[Work to complete]:
A - Name the leading diagnoses that the case report lists.
B - Change "birth control" to "contraception" in the case report between "The patient calculated" and "findings were normal.", inclusive, and give that passage.

The patient calculated that she was in the middle of her menstrual
cycle, and denied vaginal bleeding or dyspareunia. She had had two
pregnancies resulting in two live births, was sexually active, and
was not using birth control. Four years prior to this visit she
had been treated for breast cancer with lumpectomy, radiation, and
chemotherapy. She was not taking any medications or herbal remedies
and was following no special dietary regimen.
On physical examination, the patient was in acute distress. Her
vital signs were as follows: temperature, 100.8° F; pulse, 110 and
regular; and blood pressure 100/65 mm Hg. Pulse oximetry on room
air showed 100% saturation. Cardiopulmonary findings were normal.
Bowel sounds were present and her abdomen was nondistended but tender
in the right lower quadrant and the periumbilical region. Rectal
and pelvic examinations were negative.
The patient had a white blood count of 12,200; hemoglobin and platelet
counts were normal. The urine pregnancy test was negative. Urine
dip was positive for blood only. Microscopic examination of the
urine showed 4 to 5 white blood cells and many red blood cells per
high-power field. The obstruction series was interpreted as showing
no active disease.
At this point, the leading diagnoses were appendicitis, right-sided
diverticulitis, and nephrolithiasis. The patient was started on
antibiotics and intravenous hydration. A "stone" computed tomography
(CT) scan was obtained and was interpreted as "no stone seen." An
ultrasound examination of the lower abdomen showed a small amount
of fluid in the pelvis and numerous small ovarian cysts. The appendix
was not visualized.
After a surgical consultant evaluated the patient, his impression
was that she had appendicitis, with the inflamed retrocecal appendix
"plastered" against the ureter. The patient was admitted and given
small amounts of morphine. Laparoscopic abdominal exploration was
scheduled for early the next afternoon. The following morning, the
patient was still in distress. An abdominal CT scan with intravenous
and oral contrast medium was performed. This study was equivocal,
as one radiologist thought that there was fat stranding around the
appendix, a positive sign of appendicitis. However, the senior radiologist
on duty thought that the study appeared normal.

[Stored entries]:
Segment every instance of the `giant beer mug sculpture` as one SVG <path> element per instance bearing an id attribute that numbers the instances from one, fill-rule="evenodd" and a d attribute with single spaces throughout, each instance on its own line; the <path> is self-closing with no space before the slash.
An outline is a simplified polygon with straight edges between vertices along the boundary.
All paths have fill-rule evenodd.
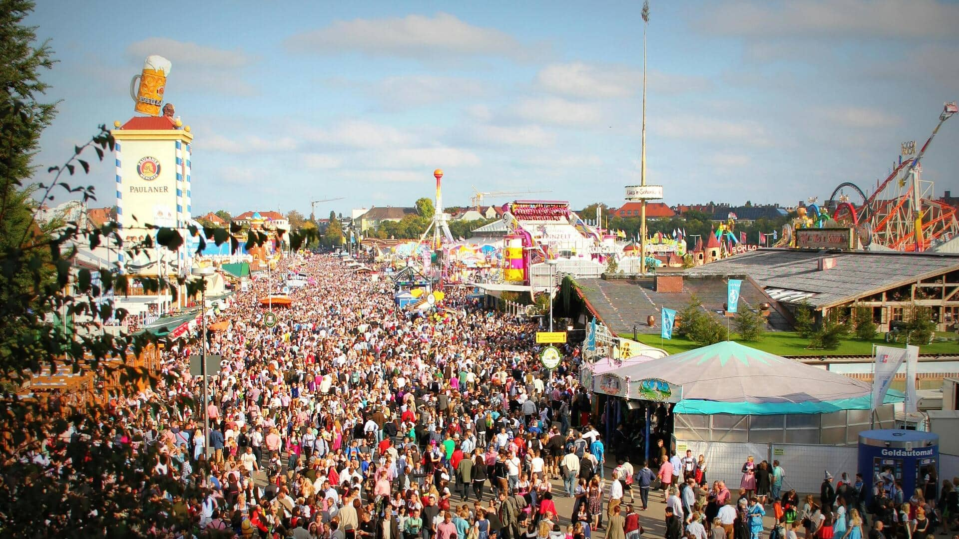
<path id="1" fill-rule="evenodd" d="M 143 72 L 134 75 L 129 82 L 129 97 L 136 104 L 133 110 L 150 116 L 160 115 L 160 105 L 163 105 L 163 90 L 167 85 L 167 77 L 173 64 L 170 60 L 156 55 L 147 57 L 143 62 Z M 139 79 L 139 83 L 137 80 Z"/>

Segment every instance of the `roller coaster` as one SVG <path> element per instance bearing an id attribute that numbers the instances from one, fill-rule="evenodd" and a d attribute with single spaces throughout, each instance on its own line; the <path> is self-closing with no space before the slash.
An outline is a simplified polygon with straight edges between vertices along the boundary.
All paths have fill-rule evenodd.
<path id="1" fill-rule="evenodd" d="M 840 183 L 822 210 L 815 208 L 815 213 L 822 211 L 825 215 L 812 223 L 820 226 L 827 223 L 855 226 L 863 245 L 878 245 L 900 251 L 925 250 L 935 242 L 959 234 L 956 208 L 935 199 L 932 182 L 920 177 L 921 160 L 929 144 L 946 120 L 957 110 L 955 102 L 947 103 L 939 115 L 939 124 L 919 153 L 915 157 L 901 158 L 892 173 L 868 197 L 854 183 Z"/>

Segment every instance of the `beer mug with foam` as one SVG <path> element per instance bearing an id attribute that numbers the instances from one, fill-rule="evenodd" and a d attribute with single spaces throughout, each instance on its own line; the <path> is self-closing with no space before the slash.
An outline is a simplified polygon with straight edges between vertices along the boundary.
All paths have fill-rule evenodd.
<path id="1" fill-rule="evenodd" d="M 156 55 L 147 57 L 143 62 L 143 72 L 134 75 L 129 82 L 129 97 L 133 98 L 133 110 L 150 116 L 160 115 L 160 105 L 163 105 L 163 90 L 167 85 L 167 77 L 173 64 L 170 60 Z M 139 79 L 139 83 L 137 80 Z"/>

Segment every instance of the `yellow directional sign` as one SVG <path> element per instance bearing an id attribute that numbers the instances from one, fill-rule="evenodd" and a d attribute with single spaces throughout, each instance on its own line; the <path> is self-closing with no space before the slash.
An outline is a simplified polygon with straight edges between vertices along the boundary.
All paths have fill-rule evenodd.
<path id="1" fill-rule="evenodd" d="M 565 331 L 538 331 L 536 332 L 536 342 L 541 344 L 566 342 Z"/>

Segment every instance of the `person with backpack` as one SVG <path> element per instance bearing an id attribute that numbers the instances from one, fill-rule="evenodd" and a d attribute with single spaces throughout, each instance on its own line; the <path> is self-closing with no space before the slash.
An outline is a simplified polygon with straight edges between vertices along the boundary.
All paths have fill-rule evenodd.
<path id="1" fill-rule="evenodd" d="M 643 511 L 649 507 L 649 489 L 652 487 L 653 480 L 656 479 L 656 474 L 646 464 L 646 461 L 643 460 L 643 468 L 640 468 L 640 471 L 636 472 L 635 480 L 640 485 L 640 501 L 643 502 Z"/>

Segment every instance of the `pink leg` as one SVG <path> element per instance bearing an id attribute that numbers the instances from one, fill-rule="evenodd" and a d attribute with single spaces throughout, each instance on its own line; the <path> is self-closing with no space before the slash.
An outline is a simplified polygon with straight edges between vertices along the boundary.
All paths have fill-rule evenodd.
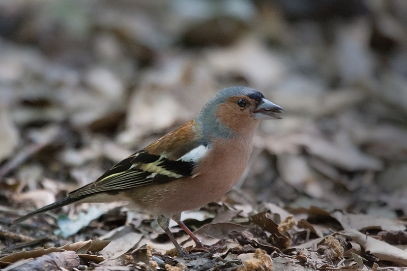
<path id="1" fill-rule="evenodd" d="M 182 221 L 181 221 L 181 214 L 178 215 L 177 216 L 174 216 L 171 218 L 174 221 L 177 222 L 177 223 L 179 225 L 180 225 L 180 227 L 181 227 L 182 228 L 182 229 L 183 229 L 184 231 L 185 232 L 186 232 L 187 234 L 188 234 L 188 235 L 189 235 L 189 236 L 191 237 L 191 239 L 192 239 L 192 240 L 193 240 L 193 242 L 195 243 L 196 248 L 200 248 L 204 247 L 204 245 L 202 244 L 202 242 L 201 242 L 200 240 L 199 239 L 198 239 L 198 237 L 196 237 L 196 236 L 195 234 L 194 234 L 193 232 L 191 231 L 191 230 L 188 229 L 188 227 L 187 227 L 187 226 L 185 224 L 184 224 Z"/>

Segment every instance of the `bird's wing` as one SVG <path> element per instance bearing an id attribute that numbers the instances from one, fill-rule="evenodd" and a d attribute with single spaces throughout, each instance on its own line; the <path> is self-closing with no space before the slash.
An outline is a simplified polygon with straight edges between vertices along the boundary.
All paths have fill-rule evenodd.
<path id="1" fill-rule="evenodd" d="M 71 192 L 69 196 L 82 197 L 101 192 L 114 194 L 124 189 L 192 176 L 197 163 L 210 147 L 208 142 L 196 140 L 193 124 L 188 123 L 167 134 L 119 162 L 95 182 Z M 193 138 L 187 138 L 192 136 Z"/>

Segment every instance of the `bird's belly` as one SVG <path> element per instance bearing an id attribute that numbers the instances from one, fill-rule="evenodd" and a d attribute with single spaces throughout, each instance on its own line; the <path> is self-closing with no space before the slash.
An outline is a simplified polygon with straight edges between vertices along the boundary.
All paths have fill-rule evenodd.
<path id="1" fill-rule="evenodd" d="M 128 196 L 139 208 L 155 215 L 177 215 L 219 199 L 241 177 L 251 148 L 235 148 L 233 154 L 218 149 L 220 159 L 202 161 L 194 171 L 195 176 L 136 188 Z M 222 159 L 224 156 L 228 158 Z"/>

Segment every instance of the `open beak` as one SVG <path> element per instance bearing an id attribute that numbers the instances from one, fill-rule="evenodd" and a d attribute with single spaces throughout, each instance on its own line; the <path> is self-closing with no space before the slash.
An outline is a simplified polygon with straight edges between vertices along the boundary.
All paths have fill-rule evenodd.
<path id="1" fill-rule="evenodd" d="M 268 100 L 264 98 L 258 104 L 257 108 L 254 111 L 254 118 L 258 119 L 271 119 L 275 118 L 280 119 L 282 118 L 277 115 L 282 113 L 283 109 L 276 104 L 274 104 Z"/>

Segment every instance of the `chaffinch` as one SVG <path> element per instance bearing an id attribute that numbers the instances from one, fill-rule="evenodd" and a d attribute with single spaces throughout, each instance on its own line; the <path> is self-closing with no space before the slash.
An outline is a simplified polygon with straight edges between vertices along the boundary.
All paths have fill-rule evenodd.
<path id="1" fill-rule="evenodd" d="M 245 170 L 260 119 L 281 118 L 282 108 L 248 87 L 217 93 L 198 115 L 110 168 L 95 182 L 14 221 L 75 202 L 127 200 L 157 218 L 179 254 L 185 252 L 168 228 L 172 218 L 196 246 L 202 243 L 181 221 L 229 191 Z"/>

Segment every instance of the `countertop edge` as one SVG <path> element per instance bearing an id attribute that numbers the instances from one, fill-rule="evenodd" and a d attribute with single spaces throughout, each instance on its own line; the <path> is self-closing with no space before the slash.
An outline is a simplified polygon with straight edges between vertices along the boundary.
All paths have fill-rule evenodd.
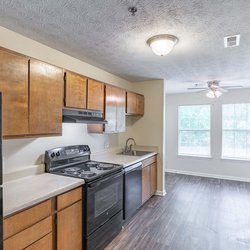
<path id="1" fill-rule="evenodd" d="M 124 164 L 123 167 L 126 168 L 126 167 L 128 167 L 128 166 L 131 166 L 131 165 L 133 165 L 133 164 L 135 164 L 135 163 L 137 163 L 137 162 L 140 162 L 140 161 L 143 161 L 143 160 L 145 160 L 145 159 L 148 159 L 148 158 L 150 158 L 150 157 L 152 157 L 152 156 L 155 156 L 155 155 L 157 155 L 157 154 L 158 154 L 157 152 L 152 152 L 152 153 L 149 153 L 149 154 L 146 154 L 146 155 L 143 155 L 143 156 L 138 156 L 138 157 L 140 157 L 139 159 L 135 159 L 135 160 L 132 161 L 132 162 L 129 162 L 129 163 L 127 163 L 127 164 Z M 131 157 L 134 157 L 134 156 L 131 156 Z"/>
<path id="2" fill-rule="evenodd" d="M 12 209 L 9 209 L 8 211 L 3 211 L 3 217 L 5 218 L 5 217 L 9 217 L 11 215 L 14 215 L 15 213 L 19 213 L 19 212 L 21 212 L 25 209 L 28 209 L 32 206 L 38 205 L 39 203 L 46 201 L 52 197 L 55 197 L 59 194 L 62 194 L 62 193 L 65 193 L 69 190 L 77 188 L 77 187 L 83 185 L 84 183 L 85 183 L 84 180 L 79 179 L 78 183 L 72 183 L 72 184 L 66 185 L 65 187 L 61 188 L 60 190 L 52 191 L 44 196 L 41 196 L 41 197 L 38 197 L 37 199 L 32 200 L 30 202 L 26 202 L 20 206 L 16 206 Z"/>

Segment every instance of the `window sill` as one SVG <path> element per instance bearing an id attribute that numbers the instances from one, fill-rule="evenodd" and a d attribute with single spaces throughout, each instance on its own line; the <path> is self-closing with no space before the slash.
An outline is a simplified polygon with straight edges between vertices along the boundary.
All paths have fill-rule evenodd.
<path id="1" fill-rule="evenodd" d="M 196 158 L 196 159 L 212 159 L 211 155 L 182 155 L 178 154 L 177 157 L 180 158 Z"/>
<path id="2" fill-rule="evenodd" d="M 250 159 L 245 159 L 245 158 L 232 158 L 232 157 L 221 157 L 221 160 L 226 160 L 226 161 L 243 161 L 243 162 L 250 162 Z"/>

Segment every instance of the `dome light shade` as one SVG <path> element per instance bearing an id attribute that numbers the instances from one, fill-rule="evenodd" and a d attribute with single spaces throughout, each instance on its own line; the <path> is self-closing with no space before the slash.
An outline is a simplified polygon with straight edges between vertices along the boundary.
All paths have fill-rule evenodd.
<path id="1" fill-rule="evenodd" d="M 158 56 L 167 55 L 177 43 L 178 38 L 176 36 L 167 34 L 153 36 L 147 40 L 148 46 Z"/>

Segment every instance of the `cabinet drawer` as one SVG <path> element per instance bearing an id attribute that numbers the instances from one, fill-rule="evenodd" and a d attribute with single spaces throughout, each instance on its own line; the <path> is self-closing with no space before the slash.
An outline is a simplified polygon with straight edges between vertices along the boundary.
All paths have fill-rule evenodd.
<path id="1" fill-rule="evenodd" d="M 82 187 L 76 188 L 67 193 L 57 196 L 57 210 L 62 210 L 65 207 L 72 205 L 73 203 L 82 199 Z"/>
<path id="2" fill-rule="evenodd" d="M 156 155 L 148 158 L 148 159 L 145 159 L 142 161 L 142 167 L 146 167 L 152 163 L 156 162 Z"/>
<path id="3" fill-rule="evenodd" d="M 52 216 L 4 240 L 4 250 L 24 249 L 52 232 Z"/>
<path id="4" fill-rule="evenodd" d="M 52 233 L 45 235 L 42 239 L 36 241 L 25 250 L 52 250 Z"/>
<path id="5" fill-rule="evenodd" d="M 49 215 L 51 215 L 51 200 L 42 202 L 34 207 L 4 219 L 4 239 L 19 233 Z"/>

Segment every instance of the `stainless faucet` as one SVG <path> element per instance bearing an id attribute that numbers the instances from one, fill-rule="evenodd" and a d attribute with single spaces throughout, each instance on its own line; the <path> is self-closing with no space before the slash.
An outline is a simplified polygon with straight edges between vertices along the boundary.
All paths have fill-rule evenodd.
<path id="1" fill-rule="evenodd" d="M 128 138 L 128 139 L 126 140 L 125 153 L 131 152 L 131 151 L 132 151 L 132 144 L 130 144 L 130 145 L 128 146 L 128 142 L 129 142 L 129 141 L 133 141 L 133 142 L 134 142 L 134 145 L 136 145 L 136 142 L 135 142 L 135 139 L 134 139 L 134 138 Z"/>

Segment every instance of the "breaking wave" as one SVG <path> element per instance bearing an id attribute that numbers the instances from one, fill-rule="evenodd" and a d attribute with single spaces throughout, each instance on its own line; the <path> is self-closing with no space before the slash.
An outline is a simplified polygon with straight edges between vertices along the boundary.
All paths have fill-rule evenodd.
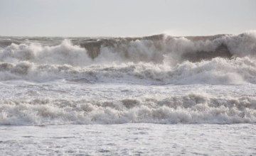
<path id="1" fill-rule="evenodd" d="M 78 39 L 49 46 L 45 45 L 47 39 L 42 39 L 43 44 L 33 38 L 1 48 L 0 80 L 256 83 L 255 32 Z"/>
<path id="2" fill-rule="evenodd" d="M 40 99 L 1 101 L 0 125 L 255 123 L 256 98 L 191 93 L 159 99 L 119 101 Z"/>

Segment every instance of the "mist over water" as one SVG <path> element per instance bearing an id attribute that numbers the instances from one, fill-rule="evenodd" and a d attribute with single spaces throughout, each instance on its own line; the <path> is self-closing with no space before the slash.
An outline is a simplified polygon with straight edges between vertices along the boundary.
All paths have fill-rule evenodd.
<path id="1" fill-rule="evenodd" d="M 255 55 L 253 31 L 0 37 L 0 124 L 255 123 Z"/>

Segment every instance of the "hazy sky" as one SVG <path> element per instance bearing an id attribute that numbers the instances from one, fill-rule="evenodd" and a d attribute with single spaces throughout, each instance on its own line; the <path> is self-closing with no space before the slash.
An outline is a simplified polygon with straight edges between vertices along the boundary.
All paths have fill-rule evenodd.
<path id="1" fill-rule="evenodd" d="M 0 0 L 0 35 L 207 35 L 250 30 L 256 30 L 252 0 Z"/>

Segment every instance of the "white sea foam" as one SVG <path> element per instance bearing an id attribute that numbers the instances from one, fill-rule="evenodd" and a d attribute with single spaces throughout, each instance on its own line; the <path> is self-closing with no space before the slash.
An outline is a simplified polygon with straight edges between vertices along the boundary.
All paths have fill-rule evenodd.
<path id="1" fill-rule="evenodd" d="M 0 124 L 255 123 L 255 92 L 247 88 L 256 84 L 256 33 L 213 38 L 4 41 Z M 115 91 L 104 89 L 117 84 Z M 155 92 L 155 84 L 170 84 L 175 91 Z M 193 92 L 198 84 L 240 87 L 221 96 L 215 87 Z M 130 92 L 131 84 L 149 87 Z"/>
<path id="2" fill-rule="evenodd" d="M 41 99 L 1 101 L 1 125 L 256 123 L 256 98 L 191 93 L 120 101 Z"/>

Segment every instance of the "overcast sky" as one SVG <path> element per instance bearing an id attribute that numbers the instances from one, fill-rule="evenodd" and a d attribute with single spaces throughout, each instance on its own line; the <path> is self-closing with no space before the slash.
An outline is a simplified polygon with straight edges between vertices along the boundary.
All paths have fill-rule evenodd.
<path id="1" fill-rule="evenodd" d="M 208 35 L 256 30 L 256 1 L 0 0 L 0 35 Z"/>

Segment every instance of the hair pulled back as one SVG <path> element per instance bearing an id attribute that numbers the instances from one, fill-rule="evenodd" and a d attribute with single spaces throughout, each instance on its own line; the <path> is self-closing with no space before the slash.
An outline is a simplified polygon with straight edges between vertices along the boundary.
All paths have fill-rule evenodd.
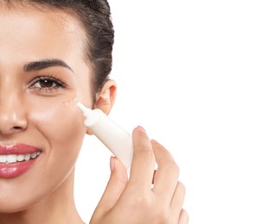
<path id="1" fill-rule="evenodd" d="M 6 0 L 7 3 L 29 3 L 74 14 L 85 28 L 85 59 L 93 69 L 93 91 L 100 91 L 112 64 L 114 30 L 107 0 Z"/>

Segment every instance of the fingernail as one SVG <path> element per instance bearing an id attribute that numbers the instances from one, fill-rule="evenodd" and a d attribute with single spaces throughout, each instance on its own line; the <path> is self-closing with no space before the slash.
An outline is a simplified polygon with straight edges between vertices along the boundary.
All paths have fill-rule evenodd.
<path id="1" fill-rule="evenodd" d="M 110 158 L 110 171 L 112 171 L 114 167 L 115 167 L 115 158 L 112 156 Z"/>
<path id="2" fill-rule="evenodd" d="M 136 128 L 137 128 L 138 130 L 143 132 L 143 133 L 146 133 L 145 129 L 144 129 L 143 127 L 141 127 L 141 126 L 137 126 Z"/>

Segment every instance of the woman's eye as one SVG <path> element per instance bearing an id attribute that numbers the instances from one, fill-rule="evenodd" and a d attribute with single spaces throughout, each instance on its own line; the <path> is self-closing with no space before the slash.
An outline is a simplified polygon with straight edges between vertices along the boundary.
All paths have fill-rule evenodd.
<path id="1" fill-rule="evenodd" d="M 51 92 L 56 90 L 59 88 L 64 88 L 65 84 L 60 80 L 55 78 L 46 77 L 46 78 L 36 78 L 33 84 L 30 85 L 31 89 L 38 90 L 43 92 Z"/>

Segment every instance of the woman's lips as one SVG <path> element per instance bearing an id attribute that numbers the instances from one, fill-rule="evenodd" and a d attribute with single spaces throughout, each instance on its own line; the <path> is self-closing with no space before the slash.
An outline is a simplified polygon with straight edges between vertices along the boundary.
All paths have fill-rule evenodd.
<path id="1" fill-rule="evenodd" d="M 35 164 L 41 150 L 25 144 L 0 146 L 0 178 L 16 177 Z"/>

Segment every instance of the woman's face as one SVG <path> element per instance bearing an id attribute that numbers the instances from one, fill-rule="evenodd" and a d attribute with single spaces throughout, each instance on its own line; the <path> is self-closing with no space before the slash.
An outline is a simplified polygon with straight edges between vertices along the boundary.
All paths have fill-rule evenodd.
<path id="1" fill-rule="evenodd" d="M 93 104 L 82 32 L 64 12 L 0 6 L 0 213 L 70 178 L 86 133 L 76 102 Z"/>

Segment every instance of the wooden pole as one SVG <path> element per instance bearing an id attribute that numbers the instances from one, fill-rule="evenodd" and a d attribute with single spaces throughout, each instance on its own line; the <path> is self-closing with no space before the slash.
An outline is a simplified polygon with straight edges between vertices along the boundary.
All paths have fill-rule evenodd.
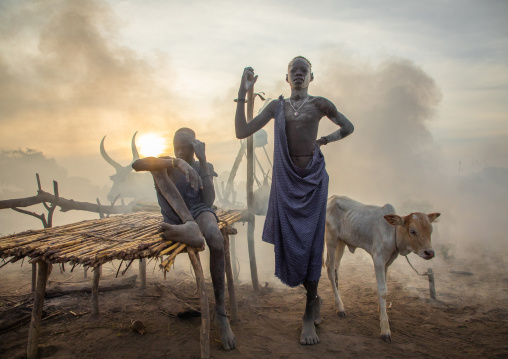
<path id="1" fill-rule="evenodd" d="M 247 92 L 247 122 L 254 118 L 254 86 Z M 259 290 L 258 270 L 256 266 L 256 248 L 254 245 L 254 136 L 247 138 L 247 210 L 249 222 L 247 224 L 247 244 L 249 247 L 250 275 L 255 291 Z"/>
<path id="2" fill-rule="evenodd" d="M 95 267 L 93 270 L 92 281 L 92 315 L 99 314 L 99 279 L 101 278 L 102 266 Z"/>
<path id="3" fill-rule="evenodd" d="M 436 299 L 436 286 L 434 284 L 434 271 L 432 268 L 427 270 L 427 275 L 429 276 L 429 290 L 430 290 L 430 298 Z"/>
<path id="4" fill-rule="evenodd" d="M 34 293 L 34 306 L 32 308 L 32 319 L 28 329 L 27 358 L 36 359 L 39 352 L 39 334 L 42 322 L 42 308 L 44 306 L 44 294 L 48 280 L 48 264 L 38 262 L 37 288 Z"/>
<path id="5" fill-rule="evenodd" d="M 236 237 L 234 235 L 229 237 L 229 251 L 231 253 L 231 264 L 233 267 L 233 280 L 238 279 L 238 263 L 236 262 Z"/>
<path id="6" fill-rule="evenodd" d="M 238 321 L 238 305 L 236 303 L 235 295 L 235 279 L 233 277 L 233 271 L 231 269 L 231 253 L 229 248 L 229 235 L 227 233 L 227 227 L 222 229 L 222 236 L 224 237 L 224 257 L 226 267 L 226 278 L 228 280 L 228 295 L 229 295 L 229 306 L 231 308 L 231 321 Z"/>
<path id="7" fill-rule="evenodd" d="M 37 283 L 37 263 L 32 263 L 32 293 L 35 293 Z"/>
<path id="8" fill-rule="evenodd" d="M 146 288 L 146 259 L 139 260 L 139 289 Z"/>
<path id="9" fill-rule="evenodd" d="M 203 275 L 203 268 L 199 261 L 199 254 L 196 253 L 192 247 L 187 247 L 187 253 L 189 254 L 192 268 L 196 274 L 196 284 L 199 293 L 199 303 L 201 307 L 201 332 L 200 332 L 200 343 L 201 343 L 201 358 L 210 357 L 210 311 L 208 310 L 208 298 L 206 296 L 205 289 L 205 276 Z"/>

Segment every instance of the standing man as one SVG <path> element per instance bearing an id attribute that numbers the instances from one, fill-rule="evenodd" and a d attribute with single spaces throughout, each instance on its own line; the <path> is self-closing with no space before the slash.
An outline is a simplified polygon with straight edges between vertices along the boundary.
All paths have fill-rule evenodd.
<path id="1" fill-rule="evenodd" d="M 132 167 L 136 171 L 150 171 L 154 177 L 164 218 L 161 225 L 164 237 L 196 248 L 203 247 L 204 237 L 208 244 L 215 318 L 222 346 L 230 350 L 235 348 L 236 338 L 229 326 L 224 303 L 224 238 L 211 208 L 215 200 L 212 176 L 217 174 L 212 164 L 206 161 L 205 144 L 196 139 L 190 128 L 176 131 L 173 145 L 176 158 L 142 158 L 135 161 Z"/>
<path id="2" fill-rule="evenodd" d="M 300 343 L 317 344 L 315 325 L 321 322 L 317 288 L 328 197 L 328 174 L 320 147 L 350 135 L 354 127 L 331 101 L 308 94 L 314 75 L 303 56 L 288 65 L 286 81 L 291 97 L 279 97 L 247 122 L 245 96 L 257 77 L 252 67 L 244 69 L 238 90 L 236 137 L 246 138 L 275 118 L 272 188 L 263 241 L 274 244 L 275 275 L 290 287 L 303 284 L 307 290 Z M 319 121 L 325 116 L 340 128 L 316 140 Z"/>

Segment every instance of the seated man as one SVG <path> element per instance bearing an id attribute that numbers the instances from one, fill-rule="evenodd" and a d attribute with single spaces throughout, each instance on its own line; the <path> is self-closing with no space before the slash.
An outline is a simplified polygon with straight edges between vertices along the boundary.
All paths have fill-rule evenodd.
<path id="1" fill-rule="evenodd" d="M 210 248 L 215 317 L 222 346 L 230 350 L 235 348 L 236 338 L 229 326 L 224 304 L 224 238 L 211 208 L 215 200 L 212 176 L 216 174 L 212 164 L 206 162 L 205 144 L 196 139 L 191 129 L 176 131 L 173 146 L 176 158 L 142 158 L 136 160 L 132 168 L 150 171 L 154 177 L 164 217 L 161 229 L 167 240 L 200 248 L 204 246 L 204 236 Z M 198 161 L 194 160 L 194 155 Z"/>

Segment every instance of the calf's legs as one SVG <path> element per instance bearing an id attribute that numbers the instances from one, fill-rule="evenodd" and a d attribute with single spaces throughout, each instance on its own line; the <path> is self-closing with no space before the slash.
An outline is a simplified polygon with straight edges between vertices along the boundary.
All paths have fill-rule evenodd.
<path id="1" fill-rule="evenodd" d="M 376 270 L 377 293 L 379 297 L 379 317 L 381 325 L 381 339 L 391 341 L 390 323 L 386 312 L 386 296 L 388 288 L 386 287 L 386 266 L 383 258 L 373 258 L 374 269 Z"/>
<path id="2" fill-rule="evenodd" d="M 327 235 L 326 238 L 326 270 L 328 272 L 328 278 L 332 283 L 333 294 L 335 296 L 335 304 L 337 306 L 337 315 L 340 317 L 346 316 L 346 311 L 344 310 L 344 304 L 342 303 L 342 299 L 340 298 L 339 292 L 339 266 L 340 260 L 342 259 L 342 255 L 344 254 L 344 249 L 346 244 L 341 240 L 333 240 L 331 237 Z"/>

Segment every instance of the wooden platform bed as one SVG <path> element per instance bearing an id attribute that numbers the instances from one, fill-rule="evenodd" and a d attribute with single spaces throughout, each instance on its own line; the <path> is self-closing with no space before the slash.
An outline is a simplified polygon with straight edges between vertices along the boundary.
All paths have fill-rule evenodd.
<path id="1" fill-rule="evenodd" d="M 238 210 L 218 210 L 219 228 L 224 237 L 226 278 L 231 307 L 232 320 L 237 320 L 238 311 L 233 285 L 229 234 L 236 231 L 231 225 L 242 219 Z M 50 264 L 68 263 L 93 268 L 92 314 L 99 315 L 99 279 L 101 266 L 104 263 L 121 260 L 126 267 L 140 260 L 140 287 L 146 285 L 146 258 L 161 258 L 161 268 L 169 271 L 178 254 L 187 253 L 196 275 L 201 305 L 201 357 L 208 358 L 210 318 L 206 296 L 203 269 L 196 249 L 178 242 L 165 241 L 161 238 L 159 227 L 162 216 L 157 212 L 133 212 L 114 217 L 71 223 L 64 226 L 30 230 L 0 238 L 0 257 L 6 262 L 14 263 L 23 258 L 30 258 L 30 263 L 37 263 L 36 287 L 32 319 L 28 333 L 27 357 L 38 356 L 39 332 L 44 305 L 44 294 Z M 35 280 L 35 278 L 33 278 Z"/>

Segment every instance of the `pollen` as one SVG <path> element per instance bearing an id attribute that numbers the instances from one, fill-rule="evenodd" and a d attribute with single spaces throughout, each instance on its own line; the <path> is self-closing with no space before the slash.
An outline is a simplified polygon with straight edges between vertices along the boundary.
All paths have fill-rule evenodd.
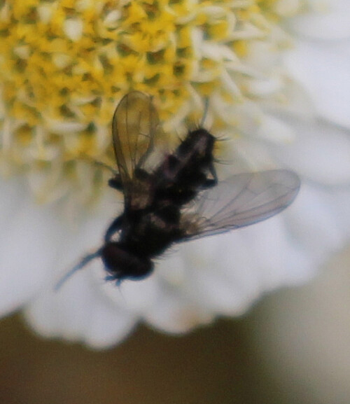
<path id="1" fill-rule="evenodd" d="M 174 138 L 191 117 L 200 116 L 211 96 L 227 102 L 229 93 L 232 107 L 242 97 L 249 100 L 252 69 L 246 59 L 253 46 L 265 41 L 279 49 L 286 43 L 273 30 L 277 3 L 0 2 L 3 174 L 25 173 L 35 192 L 51 193 L 50 200 L 96 190 L 99 176 L 83 176 L 92 183 L 77 186 L 81 167 L 88 165 L 87 156 L 113 165 L 111 121 L 131 90 L 153 97 Z M 213 122 L 222 122 L 212 113 Z"/>

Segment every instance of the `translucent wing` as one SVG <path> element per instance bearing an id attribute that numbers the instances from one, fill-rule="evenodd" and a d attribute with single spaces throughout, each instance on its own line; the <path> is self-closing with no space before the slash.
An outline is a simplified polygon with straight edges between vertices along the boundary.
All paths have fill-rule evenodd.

[Answer set]:
A - Appendicitis, right-sided diverticulitis, and nephrolithiasis.

B -
The patient calculated that she was in the middle of her menstrual
cycle, and denied vaginal bleeding or dyspareunia. She had had two
pregnancies resulting in two live births, was sexually active, and
was not using contraception. Four years prior to this visit she
had been treated for breast cancer with lumpectomy, radiation, and
chemotherapy. She was not taking any medications or herbal remedies
and was following no special dietary regimen.
On physical examination, the patient was in acute distress. Her
vital signs were as follows: temperature, 100.8° F; pulse, 110 and
regular; and blood pressure 100/65 mm Hg. Pulse oximetry on room
air showed 100% saturation. Cardiopulmonary findings were normal.